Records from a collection
>> BEGIN
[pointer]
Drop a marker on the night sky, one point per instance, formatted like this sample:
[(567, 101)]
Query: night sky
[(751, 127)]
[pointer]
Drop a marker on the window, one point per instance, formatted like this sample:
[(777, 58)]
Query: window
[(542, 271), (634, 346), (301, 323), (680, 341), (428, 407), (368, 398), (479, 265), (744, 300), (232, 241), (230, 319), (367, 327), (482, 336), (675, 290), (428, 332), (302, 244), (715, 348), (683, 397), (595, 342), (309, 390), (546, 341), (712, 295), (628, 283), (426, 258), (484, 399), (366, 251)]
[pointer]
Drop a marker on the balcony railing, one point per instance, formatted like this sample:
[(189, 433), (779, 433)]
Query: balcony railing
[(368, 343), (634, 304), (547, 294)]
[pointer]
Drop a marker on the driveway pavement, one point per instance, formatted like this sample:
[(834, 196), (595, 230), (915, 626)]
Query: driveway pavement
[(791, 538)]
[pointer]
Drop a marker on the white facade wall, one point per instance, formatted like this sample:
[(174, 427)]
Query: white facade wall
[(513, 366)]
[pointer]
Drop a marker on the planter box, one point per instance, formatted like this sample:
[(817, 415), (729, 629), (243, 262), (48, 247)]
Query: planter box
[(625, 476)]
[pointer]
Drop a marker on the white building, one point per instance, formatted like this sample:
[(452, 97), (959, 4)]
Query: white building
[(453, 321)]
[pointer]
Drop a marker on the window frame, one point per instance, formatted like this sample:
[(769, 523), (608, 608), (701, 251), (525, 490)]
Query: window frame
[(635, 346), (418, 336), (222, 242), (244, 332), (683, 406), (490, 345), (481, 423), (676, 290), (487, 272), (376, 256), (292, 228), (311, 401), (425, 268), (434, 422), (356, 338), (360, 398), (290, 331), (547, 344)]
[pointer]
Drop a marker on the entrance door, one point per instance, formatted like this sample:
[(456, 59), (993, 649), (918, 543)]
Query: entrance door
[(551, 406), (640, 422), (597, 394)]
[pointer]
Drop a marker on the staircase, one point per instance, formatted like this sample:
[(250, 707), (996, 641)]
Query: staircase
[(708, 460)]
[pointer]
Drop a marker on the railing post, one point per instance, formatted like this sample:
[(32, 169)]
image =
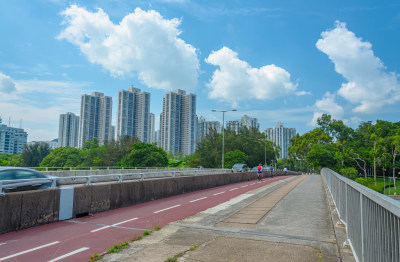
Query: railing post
>> END
Pictures in the data above should not be copied; transcribe everything else exactly.

* TASK SOLUTION *
[pointer]
Drop a marker on the night sky, one point per instance, formatted like this sample:
[(567, 101)]
Query: night sky
[(751, 127)]
[pointer]
Drop a marker on the window, one point per instance, formatted like this sample:
[(777, 58)]
Query: window
[(542, 271), (634, 346), (301, 323), (680, 341), (428, 407), (368, 398), (479, 265), (744, 300), (232, 241), (230, 319), (367, 327), (482, 336), (675, 290), (428, 332), (302, 244), (715, 348), (683, 397), (595, 342), (309, 390), (546, 341), (712, 295), (628, 283), (426, 258), (484, 399), (366, 251)]
[pointer]
Drop a marker on the balcony railing, one point per instance, formatted like this sample:
[(189, 433), (779, 433)]
Query: balcony railing
[(368, 343), (634, 304), (547, 294)]
[pointer]
Drop a marker on the driveway pavement, one point per instance, formatted like this sample:
[(834, 196), (595, 230), (915, 626)]
Query: driveway pavement
[(791, 538)]
[pointer]
Drop a marker on the white facade wall, one point per instance, formatted like this sample:
[(174, 427)]
Query: white facade wall
[(513, 366)]
[pointer]
Drop a marker on the planter box, one point per instance, formatted like this sample:
[(817, 415), (729, 629), (243, 262), (48, 247)]
Query: planter box
[(625, 476)]
[pointer]
Drop a marker on the white building, one point per instance, formatted like this sample:
[(452, 97), (959, 4)]
Query: white building
[(453, 321)]
[pointer]
Drop a marker on the window frame, one point per instance, formatted like this sample:
[(769, 523), (608, 608), (701, 251), (525, 490)]
Query: window frame
[(635, 346), (418, 336), (222, 242), (244, 332), (683, 406), (490, 345), (481, 423), (676, 290), (487, 272), (376, 256), (292, 228), (311, 401), (425, 268), (434, 422), (356, 338), (360, 398), (290, 331), (547, 344)]
[pointer]
Drop a marker on the entrance door, one point per instance, formatted like this sample:
[(456, 59), (993, 649), (918, 543)]
Query: entrance door
[(551, 406), (640, 422), (597, 394)]
[pointer]
Drop a marker on the staircase, one point per instance, formatted like this sample:
[(250, 707), (996, 641)]
Query: staircase
[(708, 460)]
[pointer]
Drop a marker on the railing post, one point per instance, formatted like this sample:
[(32, 169)]
image =
Query: railing post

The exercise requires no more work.